▶ Source:
— START —

Wreaths Across America (WAA) is an American nonprofit organization established in 2007 by wreath producer Morrill Worcester, assisted by veterans and truckers. Its primary activity is distributing wreaths for placement on veterans' graves in military cemeteries. In December 2008, the United States Senate agreed to a resolution that designated December 13, 2008, as Wreaths Across America Day. Subsequent national Wreaths Across America days have been designated on the second or third Saturday of December.

==History==
In 1992, the Worcester Wreath company in Harrington, Maine, had a surplus at the end of the Christmas holiday season. Recalling a boyhood trip to Arlington National Cemetery in Virginia, company founder Morrill Worcester donated to the cemetery 5,000 wreaths to honor the cemetery's dead, with the help of volunteers and a local trucking company. After thirteen years of similar donations, in 2005 a photo of snowy gravestones covered with wreaths at the cemetery received widespread circulation on the internet. Thousands of people called Worcester, wanting to replicate the wreath-laying service at their own veteran cemeteries.

At the end of 2006, Worcester's company supplied wreaths to over 230 state and national cemeteries and veterans monuments across the country. Over 150 different locations simultaneously held ceremonies with Arlington's. Additionally, the project had its first "Veterans Honor Parade" with "Patriot Guard Riders" who escorted the wreaths from Maine to the cemetery. The parade, which is held each year, now visits schools, monuments, veterans' homes and communities along its route.

— END —

▶ Task instructions:
A) According to the Wreaths Across America passage, how many wreaths did Morrill Worcester donate to Arlington National Cemetery in 1992?
B) Write out, word for word, everything in the Wreaths Across America passage from "Wreaths Across America (WAA)" down to "Saturday of December.".

Data items

— START —

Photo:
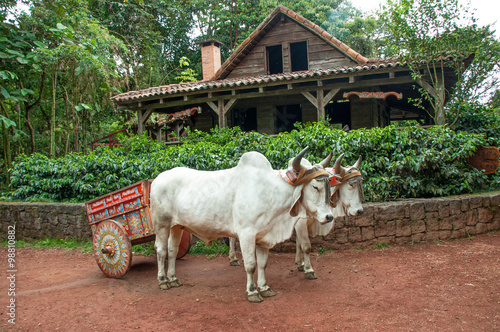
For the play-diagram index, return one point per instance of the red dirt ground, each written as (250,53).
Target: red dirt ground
(445,286)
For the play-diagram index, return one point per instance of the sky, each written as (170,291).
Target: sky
(486,11)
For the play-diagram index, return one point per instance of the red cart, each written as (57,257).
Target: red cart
(118,221)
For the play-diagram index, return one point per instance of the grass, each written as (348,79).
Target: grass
(50,242)
(217,248)
(147,249)
(380,246)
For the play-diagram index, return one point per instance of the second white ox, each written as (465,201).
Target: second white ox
(250,201)
(346,200)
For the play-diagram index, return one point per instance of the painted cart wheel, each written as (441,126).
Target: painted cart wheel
(112,249)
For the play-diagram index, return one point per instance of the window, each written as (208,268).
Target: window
(339,113)
(245,118)
(274,59)
(298,56)
(286,116)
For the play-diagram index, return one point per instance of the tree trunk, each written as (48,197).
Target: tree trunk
(53,118)
(6,148)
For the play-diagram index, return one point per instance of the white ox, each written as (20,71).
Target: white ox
(347,199)
(250,201)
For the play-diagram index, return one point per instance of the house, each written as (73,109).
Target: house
(288,70)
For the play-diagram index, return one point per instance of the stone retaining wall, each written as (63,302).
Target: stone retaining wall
(404,221)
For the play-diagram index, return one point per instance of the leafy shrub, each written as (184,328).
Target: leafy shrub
(480,119)
(398,163)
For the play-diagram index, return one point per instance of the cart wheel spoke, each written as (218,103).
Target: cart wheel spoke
(112,249)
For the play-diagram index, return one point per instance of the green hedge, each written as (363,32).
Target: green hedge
(398,163)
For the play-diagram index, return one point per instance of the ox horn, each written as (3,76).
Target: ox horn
(358,163)
(327,160)
(336,167)
(296,160)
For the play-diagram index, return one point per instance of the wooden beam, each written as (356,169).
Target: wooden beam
(310,97)
(329,96)
(277,92)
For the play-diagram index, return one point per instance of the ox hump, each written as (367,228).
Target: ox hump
(254,159)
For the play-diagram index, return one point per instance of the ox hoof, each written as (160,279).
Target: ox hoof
(175,283)
(267,293)
(164,285)
(255,298)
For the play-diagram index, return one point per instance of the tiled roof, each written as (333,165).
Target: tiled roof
(267,24)
(371,66)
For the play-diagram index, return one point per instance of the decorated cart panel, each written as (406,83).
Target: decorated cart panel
(128,206)
(120,219)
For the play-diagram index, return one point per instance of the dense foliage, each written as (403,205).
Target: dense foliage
(398,163)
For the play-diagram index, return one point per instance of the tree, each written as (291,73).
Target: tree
(433,36)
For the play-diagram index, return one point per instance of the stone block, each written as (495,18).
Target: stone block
(386,239)
(367,233)
(443,208)
(446,223)
(389,211)
(417,226)
(403,228)
(471,230)
(341,236)
(431,221)
(495,200)
(459,221)
(380,228)
(417,211)
(431,205)
(471,217)
(391,228)
(481,228)
(365,219)
(458,233)
(484,215)
(464,204)
(475,202)
(445,234)
(432,235)
(455,207)
(354,234)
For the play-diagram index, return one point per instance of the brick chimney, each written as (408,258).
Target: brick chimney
(210,57)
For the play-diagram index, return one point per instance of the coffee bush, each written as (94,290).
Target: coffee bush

— END —

▶ Responses for each task:
A) 5,000 wreaths

B)
Wreaths Across America (WAA) is an American nonprofit organization established in 2007 by wreath producer Morrill Worcester, assisted by veterans and truckers. Its primary activity is distributing wreaths for placement on veterans' graves in military cemeteries. In December 2008, the United States Senate agreed to a resolution that designated December 13, 2008, as Wreaths Across America Day. Subsequent national Wreaths Across America days have been designated on the second or third Saturday of December.